_Exercise objective_. Return nothing but the lines from the line containing "hmm ok lemme think — yeah i need the guitar neck" through the last line of the records, reproduced exactly.

_Records excerpted from a collection_.

====================

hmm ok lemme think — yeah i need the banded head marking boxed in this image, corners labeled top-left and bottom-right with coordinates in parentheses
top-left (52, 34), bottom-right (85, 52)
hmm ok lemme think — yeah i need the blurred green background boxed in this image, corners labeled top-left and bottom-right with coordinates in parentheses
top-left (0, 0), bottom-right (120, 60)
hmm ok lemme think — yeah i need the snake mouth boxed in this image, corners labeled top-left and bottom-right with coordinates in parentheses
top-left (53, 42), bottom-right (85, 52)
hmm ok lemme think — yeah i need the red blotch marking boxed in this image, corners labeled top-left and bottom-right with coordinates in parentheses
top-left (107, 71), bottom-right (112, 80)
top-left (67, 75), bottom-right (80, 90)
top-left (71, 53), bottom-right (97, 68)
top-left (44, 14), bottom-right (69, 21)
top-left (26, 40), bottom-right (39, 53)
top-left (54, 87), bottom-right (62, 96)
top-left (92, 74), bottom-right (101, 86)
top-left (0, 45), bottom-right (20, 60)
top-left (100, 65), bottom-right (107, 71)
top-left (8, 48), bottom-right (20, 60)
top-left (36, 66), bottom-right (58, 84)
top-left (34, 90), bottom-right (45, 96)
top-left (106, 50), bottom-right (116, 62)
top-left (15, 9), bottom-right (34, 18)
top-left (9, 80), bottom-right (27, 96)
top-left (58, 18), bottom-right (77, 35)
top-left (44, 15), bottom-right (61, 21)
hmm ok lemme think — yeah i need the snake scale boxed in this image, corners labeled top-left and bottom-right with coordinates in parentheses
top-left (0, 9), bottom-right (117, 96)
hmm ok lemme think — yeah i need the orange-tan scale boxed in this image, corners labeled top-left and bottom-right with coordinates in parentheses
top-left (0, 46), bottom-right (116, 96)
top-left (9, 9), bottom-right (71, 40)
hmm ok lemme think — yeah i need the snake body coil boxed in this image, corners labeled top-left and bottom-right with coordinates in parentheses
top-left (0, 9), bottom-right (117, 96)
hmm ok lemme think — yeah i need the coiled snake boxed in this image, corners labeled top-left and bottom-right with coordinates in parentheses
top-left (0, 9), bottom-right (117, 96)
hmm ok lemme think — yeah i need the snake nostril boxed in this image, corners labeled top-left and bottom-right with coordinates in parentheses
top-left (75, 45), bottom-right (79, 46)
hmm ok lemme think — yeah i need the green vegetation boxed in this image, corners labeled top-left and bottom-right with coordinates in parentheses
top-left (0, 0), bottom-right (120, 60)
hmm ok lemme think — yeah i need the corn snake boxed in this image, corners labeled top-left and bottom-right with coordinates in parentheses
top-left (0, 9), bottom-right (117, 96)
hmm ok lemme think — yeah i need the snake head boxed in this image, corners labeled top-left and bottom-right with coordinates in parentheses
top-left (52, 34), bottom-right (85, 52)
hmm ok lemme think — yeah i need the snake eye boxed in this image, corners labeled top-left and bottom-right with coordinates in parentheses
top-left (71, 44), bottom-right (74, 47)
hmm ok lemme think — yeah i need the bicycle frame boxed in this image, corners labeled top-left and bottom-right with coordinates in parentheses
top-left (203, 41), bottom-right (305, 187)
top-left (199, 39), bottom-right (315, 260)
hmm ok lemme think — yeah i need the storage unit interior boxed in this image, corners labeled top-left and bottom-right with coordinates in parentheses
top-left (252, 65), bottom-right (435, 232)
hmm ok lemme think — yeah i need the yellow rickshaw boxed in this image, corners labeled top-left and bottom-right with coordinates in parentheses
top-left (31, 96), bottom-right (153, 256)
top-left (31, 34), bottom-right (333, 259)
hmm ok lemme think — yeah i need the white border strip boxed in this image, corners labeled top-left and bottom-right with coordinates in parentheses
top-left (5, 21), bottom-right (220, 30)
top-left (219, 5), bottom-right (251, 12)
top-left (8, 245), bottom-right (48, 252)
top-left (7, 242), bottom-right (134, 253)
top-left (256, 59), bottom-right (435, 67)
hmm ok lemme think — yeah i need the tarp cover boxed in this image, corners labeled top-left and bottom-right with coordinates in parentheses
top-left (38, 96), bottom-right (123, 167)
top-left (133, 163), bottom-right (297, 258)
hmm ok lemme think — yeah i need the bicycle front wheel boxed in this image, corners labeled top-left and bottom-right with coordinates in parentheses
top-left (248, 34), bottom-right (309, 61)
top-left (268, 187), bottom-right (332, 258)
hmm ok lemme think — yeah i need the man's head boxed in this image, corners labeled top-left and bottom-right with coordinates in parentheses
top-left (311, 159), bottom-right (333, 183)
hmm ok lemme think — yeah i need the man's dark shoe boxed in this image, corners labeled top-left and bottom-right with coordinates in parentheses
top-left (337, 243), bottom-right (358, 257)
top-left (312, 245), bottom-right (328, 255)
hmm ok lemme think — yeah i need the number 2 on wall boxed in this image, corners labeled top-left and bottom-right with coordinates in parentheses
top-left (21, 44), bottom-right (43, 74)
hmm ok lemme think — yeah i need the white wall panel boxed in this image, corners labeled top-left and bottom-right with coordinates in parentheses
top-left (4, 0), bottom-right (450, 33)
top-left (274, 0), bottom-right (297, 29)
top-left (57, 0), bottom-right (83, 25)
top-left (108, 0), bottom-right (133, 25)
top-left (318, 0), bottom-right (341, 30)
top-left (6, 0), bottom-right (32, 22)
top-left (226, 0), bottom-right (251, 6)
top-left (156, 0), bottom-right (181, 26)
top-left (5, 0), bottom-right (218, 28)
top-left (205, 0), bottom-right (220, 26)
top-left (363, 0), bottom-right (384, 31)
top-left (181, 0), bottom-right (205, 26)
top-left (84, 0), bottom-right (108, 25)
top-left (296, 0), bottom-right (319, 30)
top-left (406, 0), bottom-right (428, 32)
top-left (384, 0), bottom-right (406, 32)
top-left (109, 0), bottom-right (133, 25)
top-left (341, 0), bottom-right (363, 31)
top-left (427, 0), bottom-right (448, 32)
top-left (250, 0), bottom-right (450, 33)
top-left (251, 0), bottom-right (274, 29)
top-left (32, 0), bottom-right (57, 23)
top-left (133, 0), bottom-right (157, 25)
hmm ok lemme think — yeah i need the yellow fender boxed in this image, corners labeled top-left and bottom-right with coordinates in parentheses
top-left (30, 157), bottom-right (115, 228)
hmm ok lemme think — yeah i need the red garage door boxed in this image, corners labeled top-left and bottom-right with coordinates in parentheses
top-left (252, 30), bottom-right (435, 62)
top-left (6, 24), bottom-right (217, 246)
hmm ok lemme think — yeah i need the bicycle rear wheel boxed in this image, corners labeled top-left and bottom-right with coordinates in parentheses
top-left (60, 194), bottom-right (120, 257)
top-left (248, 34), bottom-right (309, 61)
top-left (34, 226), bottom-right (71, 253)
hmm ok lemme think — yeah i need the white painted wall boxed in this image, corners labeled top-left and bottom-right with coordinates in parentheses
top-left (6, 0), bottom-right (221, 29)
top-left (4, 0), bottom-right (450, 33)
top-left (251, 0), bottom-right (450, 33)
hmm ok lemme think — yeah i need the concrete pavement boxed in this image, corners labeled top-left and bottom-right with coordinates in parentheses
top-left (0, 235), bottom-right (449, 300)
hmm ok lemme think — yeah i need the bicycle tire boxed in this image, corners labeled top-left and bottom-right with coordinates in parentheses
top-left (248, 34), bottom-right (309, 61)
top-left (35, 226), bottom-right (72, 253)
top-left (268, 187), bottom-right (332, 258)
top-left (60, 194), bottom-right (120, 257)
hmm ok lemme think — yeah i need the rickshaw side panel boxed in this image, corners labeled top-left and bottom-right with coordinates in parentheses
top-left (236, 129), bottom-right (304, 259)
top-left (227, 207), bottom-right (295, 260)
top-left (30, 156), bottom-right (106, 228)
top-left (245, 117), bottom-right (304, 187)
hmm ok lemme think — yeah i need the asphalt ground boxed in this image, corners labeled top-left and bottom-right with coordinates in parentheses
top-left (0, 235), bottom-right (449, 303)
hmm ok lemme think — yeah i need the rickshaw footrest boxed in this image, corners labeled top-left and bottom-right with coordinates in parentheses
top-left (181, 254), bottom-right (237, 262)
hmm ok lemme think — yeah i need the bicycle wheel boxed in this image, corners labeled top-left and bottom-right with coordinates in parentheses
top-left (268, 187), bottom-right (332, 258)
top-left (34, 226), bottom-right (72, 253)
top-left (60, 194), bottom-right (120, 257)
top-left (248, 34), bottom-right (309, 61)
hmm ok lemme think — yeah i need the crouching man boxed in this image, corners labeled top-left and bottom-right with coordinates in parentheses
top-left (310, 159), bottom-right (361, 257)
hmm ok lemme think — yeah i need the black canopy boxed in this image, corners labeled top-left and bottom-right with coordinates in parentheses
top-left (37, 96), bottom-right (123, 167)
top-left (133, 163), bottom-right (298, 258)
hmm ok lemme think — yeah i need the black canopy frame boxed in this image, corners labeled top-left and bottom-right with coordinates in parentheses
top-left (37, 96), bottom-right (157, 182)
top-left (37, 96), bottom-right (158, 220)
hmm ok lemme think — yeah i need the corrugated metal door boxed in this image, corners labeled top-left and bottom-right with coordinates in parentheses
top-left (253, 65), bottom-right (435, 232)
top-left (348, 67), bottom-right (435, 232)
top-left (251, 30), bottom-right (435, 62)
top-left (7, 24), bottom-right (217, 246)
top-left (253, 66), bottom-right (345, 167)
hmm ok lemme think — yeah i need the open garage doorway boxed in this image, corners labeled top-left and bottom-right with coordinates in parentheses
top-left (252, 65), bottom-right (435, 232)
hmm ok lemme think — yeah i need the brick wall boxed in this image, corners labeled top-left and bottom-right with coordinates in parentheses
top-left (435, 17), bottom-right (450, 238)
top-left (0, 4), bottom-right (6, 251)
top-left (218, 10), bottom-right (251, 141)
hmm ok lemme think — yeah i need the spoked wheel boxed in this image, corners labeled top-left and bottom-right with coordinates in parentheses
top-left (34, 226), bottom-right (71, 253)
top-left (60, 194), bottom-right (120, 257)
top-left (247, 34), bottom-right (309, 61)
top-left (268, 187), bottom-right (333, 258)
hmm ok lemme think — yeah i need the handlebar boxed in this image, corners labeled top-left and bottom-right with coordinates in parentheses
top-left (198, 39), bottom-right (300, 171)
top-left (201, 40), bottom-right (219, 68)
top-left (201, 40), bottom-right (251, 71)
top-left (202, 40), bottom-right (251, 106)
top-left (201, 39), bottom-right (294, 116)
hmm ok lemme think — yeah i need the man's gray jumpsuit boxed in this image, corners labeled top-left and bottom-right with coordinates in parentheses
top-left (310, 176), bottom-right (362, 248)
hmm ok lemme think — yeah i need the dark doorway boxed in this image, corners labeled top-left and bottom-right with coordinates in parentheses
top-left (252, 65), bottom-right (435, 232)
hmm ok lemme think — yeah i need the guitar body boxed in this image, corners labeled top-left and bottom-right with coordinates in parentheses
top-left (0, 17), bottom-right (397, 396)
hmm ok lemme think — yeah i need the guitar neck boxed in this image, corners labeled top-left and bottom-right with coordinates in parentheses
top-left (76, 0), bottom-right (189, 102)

====================

_Response to the exercise_.
hmm ok lemme think — yeah i need the guitar neck boxed in this image, corners labeled top-left and bottom-right with coordinates in parentheses
top-left (76, 0), bottom-right (189, 102)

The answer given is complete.